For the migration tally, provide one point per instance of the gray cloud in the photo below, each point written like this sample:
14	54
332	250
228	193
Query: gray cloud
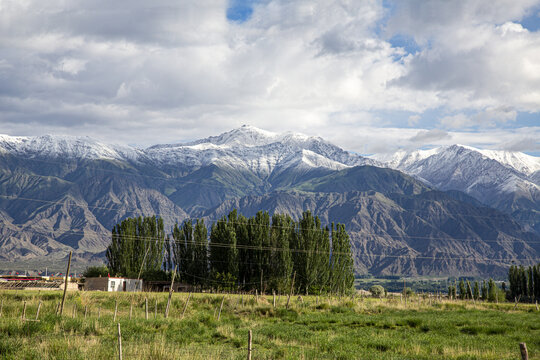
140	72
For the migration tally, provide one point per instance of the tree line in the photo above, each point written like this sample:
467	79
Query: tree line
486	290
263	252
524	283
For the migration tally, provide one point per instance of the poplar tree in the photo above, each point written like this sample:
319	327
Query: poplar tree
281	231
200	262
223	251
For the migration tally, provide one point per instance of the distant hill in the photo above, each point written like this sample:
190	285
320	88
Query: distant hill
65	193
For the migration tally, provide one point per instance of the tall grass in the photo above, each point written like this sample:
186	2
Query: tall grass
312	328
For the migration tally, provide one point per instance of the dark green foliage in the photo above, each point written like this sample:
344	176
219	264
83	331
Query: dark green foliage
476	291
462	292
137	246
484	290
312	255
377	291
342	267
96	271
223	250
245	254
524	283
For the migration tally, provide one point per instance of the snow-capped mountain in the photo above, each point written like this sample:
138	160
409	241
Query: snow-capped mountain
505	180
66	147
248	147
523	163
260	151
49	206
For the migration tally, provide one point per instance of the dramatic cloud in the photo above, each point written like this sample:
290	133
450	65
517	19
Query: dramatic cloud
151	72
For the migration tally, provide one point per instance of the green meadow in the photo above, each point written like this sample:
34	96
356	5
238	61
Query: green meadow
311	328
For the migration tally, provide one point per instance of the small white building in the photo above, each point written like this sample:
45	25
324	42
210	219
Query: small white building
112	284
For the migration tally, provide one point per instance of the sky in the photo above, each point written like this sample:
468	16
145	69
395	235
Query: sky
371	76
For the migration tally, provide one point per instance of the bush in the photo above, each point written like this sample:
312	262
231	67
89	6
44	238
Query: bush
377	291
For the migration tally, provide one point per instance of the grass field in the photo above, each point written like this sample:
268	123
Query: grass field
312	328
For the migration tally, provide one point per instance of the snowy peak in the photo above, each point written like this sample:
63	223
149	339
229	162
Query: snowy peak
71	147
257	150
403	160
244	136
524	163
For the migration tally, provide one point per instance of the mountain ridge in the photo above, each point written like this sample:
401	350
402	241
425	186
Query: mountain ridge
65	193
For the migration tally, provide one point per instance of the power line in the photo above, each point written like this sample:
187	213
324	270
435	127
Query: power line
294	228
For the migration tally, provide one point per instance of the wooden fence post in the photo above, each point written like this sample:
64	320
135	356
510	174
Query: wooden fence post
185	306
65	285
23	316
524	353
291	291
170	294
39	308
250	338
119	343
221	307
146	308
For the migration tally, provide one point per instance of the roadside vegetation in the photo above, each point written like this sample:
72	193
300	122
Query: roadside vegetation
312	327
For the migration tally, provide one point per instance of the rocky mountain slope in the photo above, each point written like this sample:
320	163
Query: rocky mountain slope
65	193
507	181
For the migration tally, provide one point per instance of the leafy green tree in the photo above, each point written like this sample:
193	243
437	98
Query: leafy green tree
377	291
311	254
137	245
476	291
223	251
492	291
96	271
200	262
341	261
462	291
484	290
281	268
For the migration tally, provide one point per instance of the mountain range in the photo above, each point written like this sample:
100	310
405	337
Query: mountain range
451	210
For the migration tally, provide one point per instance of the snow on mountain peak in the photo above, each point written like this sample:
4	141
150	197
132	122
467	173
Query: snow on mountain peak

* * * * * * *

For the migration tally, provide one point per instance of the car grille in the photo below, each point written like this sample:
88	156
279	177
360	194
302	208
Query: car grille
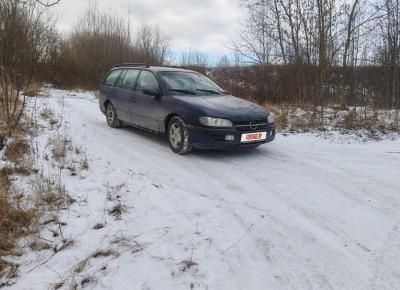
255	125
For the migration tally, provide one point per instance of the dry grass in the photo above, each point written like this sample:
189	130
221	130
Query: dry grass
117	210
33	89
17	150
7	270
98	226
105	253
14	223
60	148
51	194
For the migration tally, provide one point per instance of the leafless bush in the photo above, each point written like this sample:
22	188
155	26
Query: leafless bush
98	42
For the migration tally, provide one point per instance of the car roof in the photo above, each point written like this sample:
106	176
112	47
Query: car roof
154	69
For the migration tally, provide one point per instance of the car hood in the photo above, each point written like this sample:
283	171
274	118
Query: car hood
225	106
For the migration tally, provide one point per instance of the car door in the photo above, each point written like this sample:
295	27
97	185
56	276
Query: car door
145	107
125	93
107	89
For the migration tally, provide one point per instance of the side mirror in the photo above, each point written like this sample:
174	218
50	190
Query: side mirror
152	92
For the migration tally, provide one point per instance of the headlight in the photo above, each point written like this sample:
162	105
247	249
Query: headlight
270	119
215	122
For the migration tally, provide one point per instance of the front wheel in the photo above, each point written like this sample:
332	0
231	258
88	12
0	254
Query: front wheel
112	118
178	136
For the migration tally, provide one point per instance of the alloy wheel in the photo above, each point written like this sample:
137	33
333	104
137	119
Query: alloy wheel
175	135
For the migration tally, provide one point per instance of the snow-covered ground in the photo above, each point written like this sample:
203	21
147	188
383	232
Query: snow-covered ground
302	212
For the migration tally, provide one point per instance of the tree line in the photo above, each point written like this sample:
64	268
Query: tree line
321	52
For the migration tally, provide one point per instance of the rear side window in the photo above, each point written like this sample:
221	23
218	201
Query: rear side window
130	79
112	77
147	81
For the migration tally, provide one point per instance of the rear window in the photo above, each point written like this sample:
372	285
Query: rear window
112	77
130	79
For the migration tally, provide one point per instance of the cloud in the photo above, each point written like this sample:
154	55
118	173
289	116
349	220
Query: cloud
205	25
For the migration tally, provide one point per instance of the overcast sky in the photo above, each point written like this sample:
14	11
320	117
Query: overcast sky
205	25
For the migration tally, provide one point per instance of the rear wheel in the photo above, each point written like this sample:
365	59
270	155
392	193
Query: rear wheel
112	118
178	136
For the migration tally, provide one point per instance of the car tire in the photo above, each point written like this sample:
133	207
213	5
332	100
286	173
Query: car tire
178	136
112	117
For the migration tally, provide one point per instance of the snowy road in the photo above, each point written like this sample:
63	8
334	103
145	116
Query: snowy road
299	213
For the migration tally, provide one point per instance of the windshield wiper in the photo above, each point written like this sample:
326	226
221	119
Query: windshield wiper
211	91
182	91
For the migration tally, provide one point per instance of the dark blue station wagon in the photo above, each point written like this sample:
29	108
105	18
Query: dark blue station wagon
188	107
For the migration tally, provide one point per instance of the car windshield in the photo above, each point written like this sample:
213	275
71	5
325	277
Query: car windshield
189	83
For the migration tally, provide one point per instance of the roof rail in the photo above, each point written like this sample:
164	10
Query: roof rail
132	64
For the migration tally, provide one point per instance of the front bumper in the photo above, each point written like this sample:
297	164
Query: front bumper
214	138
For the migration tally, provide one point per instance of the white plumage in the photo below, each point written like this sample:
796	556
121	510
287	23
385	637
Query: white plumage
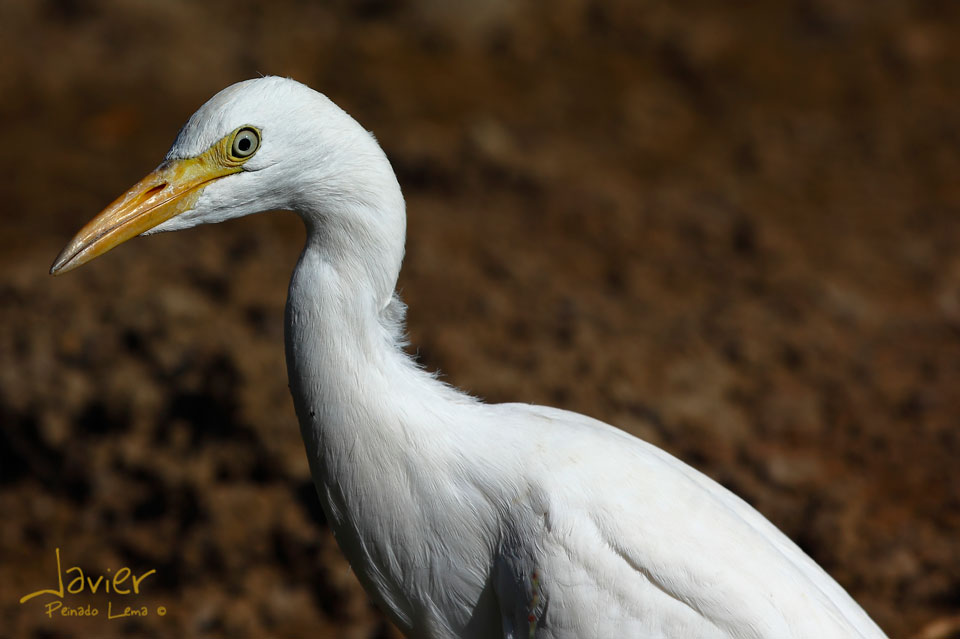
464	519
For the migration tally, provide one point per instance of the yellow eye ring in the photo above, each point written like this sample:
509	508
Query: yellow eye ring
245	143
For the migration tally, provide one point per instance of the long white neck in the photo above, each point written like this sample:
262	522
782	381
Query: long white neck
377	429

* * * * * * *

● Problem statement: Copy each line of the records above that carries the word "below".

● Response for this exercise:
For the migration tally, provide one point per instance of the gray cloud in the photo below, each point written like this sample:
For the migration tally, provide one point per instance of the car grille in the photo below, each point written like this sample:
For the migration tally, provide one point per instance of the white plumage in the photo below, each point written like this sample:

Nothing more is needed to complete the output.